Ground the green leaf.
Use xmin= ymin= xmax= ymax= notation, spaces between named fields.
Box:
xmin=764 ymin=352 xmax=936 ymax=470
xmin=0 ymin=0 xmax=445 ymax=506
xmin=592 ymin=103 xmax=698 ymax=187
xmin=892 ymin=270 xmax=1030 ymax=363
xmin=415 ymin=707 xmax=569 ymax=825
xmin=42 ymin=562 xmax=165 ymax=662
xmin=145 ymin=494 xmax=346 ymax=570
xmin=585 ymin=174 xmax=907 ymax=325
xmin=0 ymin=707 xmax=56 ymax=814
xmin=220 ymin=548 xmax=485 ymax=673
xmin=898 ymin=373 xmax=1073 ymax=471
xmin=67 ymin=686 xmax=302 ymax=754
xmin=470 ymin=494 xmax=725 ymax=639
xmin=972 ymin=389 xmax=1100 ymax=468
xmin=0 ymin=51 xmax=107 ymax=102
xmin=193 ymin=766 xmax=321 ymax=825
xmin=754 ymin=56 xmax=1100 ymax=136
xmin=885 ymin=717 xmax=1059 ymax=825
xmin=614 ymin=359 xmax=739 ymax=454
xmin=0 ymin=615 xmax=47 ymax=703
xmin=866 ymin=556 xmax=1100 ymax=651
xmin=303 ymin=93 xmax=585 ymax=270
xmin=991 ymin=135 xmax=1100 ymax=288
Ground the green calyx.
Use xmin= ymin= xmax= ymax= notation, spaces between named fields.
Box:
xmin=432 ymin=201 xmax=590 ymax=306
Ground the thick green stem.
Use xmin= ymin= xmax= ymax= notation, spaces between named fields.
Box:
-=-=-
→ Task statement
Go through the records above and, whenever a line includes the word "Ground", copy it.

→ Exercise result
Ground the green leaf.
Ground the green calyx.
Ground the thick green stem.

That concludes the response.